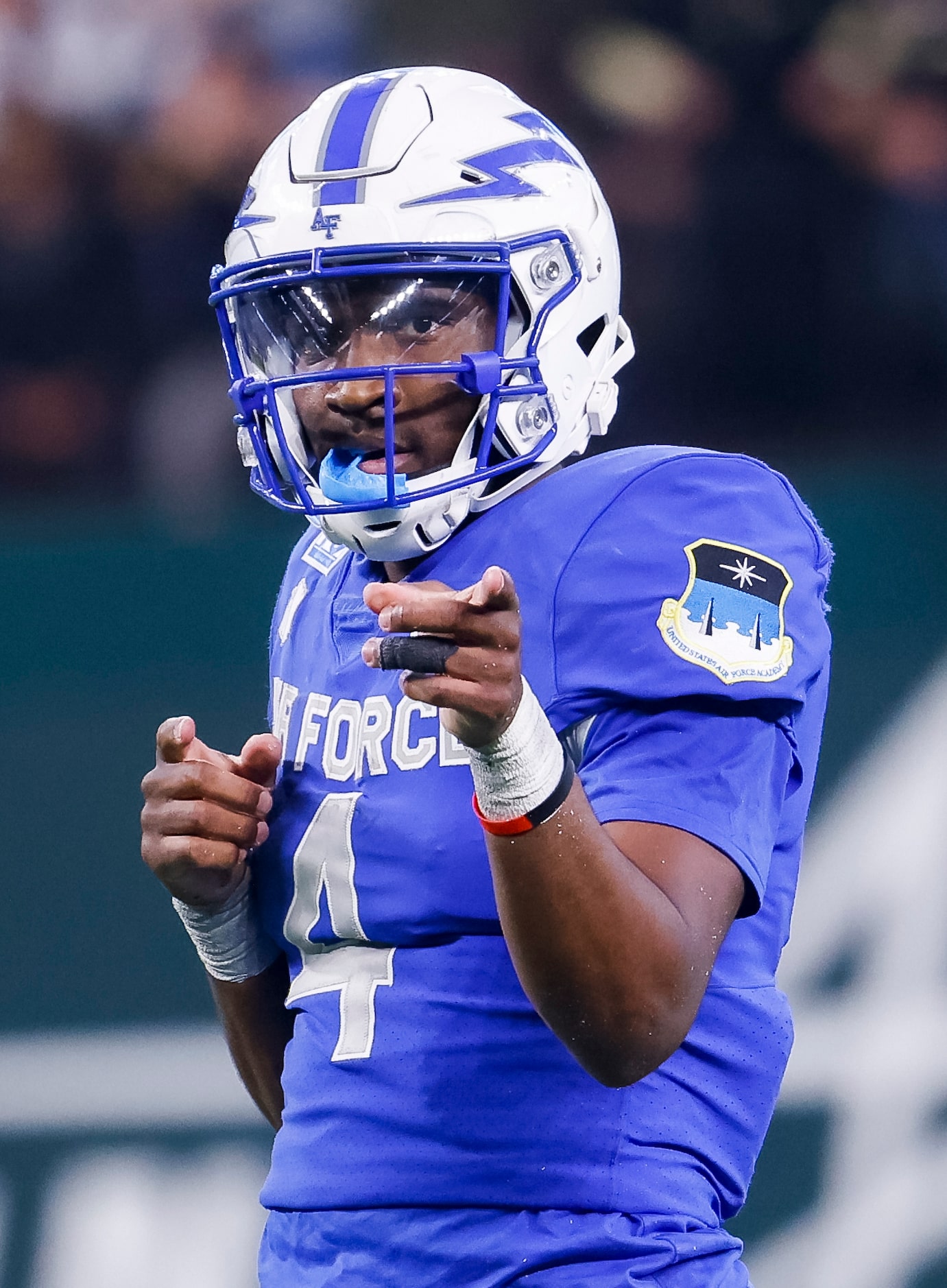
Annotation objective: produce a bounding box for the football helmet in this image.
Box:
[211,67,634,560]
━━━━━━━━━━
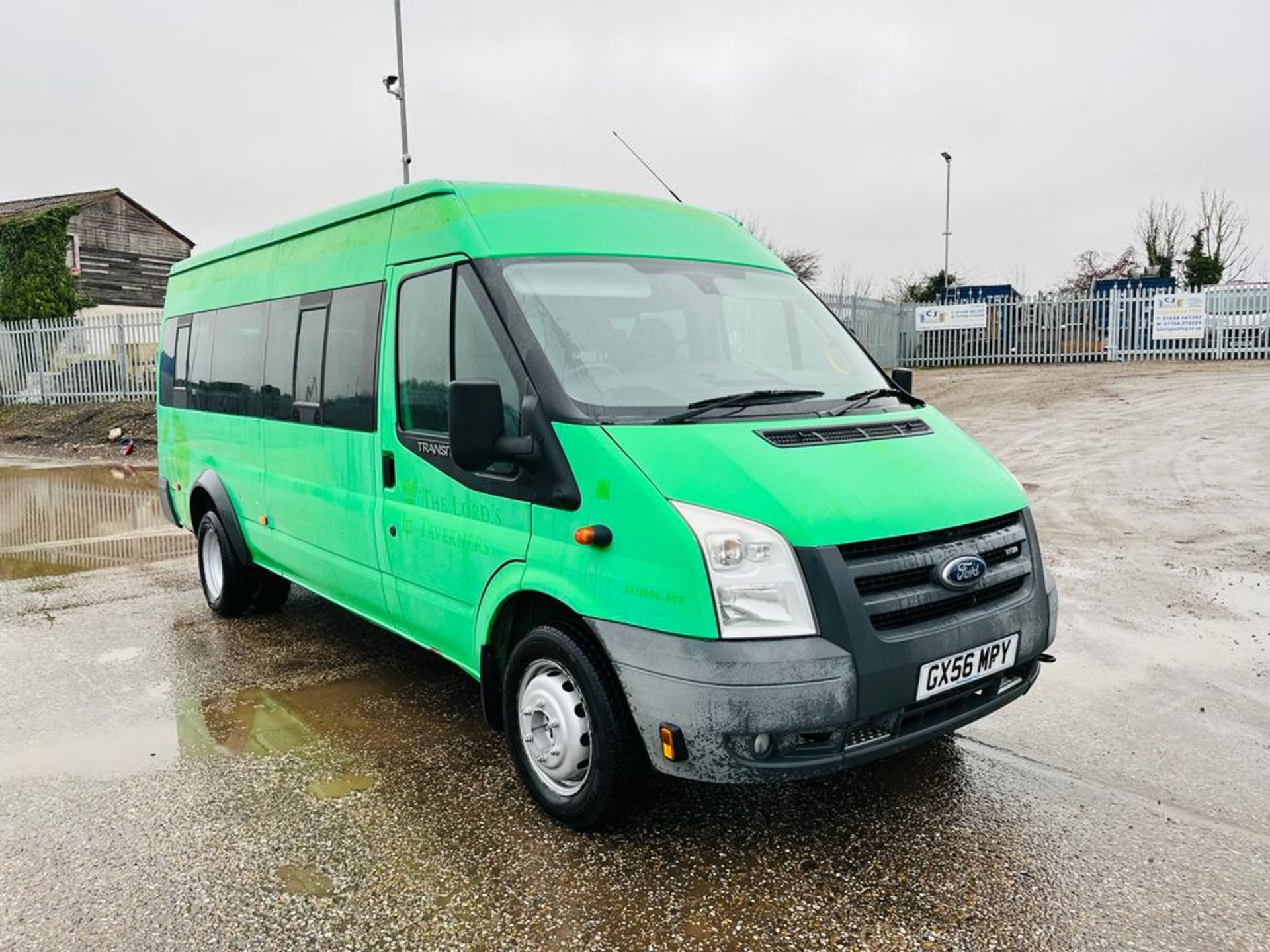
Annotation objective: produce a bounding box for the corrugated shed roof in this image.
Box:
━━━━━━━━━━
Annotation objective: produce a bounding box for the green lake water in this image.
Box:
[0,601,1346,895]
━━━━━━━━━━
● Goal: Output, character for character, the lines from the one containing "Annotation objective: produce a bounding box for the football" through the one containing "[211,67,634,560]", both included.

● Output for this exercise:
Annotation objective: produce a bounding box for the football helmet in this image.
Box:
[211,67,634,560]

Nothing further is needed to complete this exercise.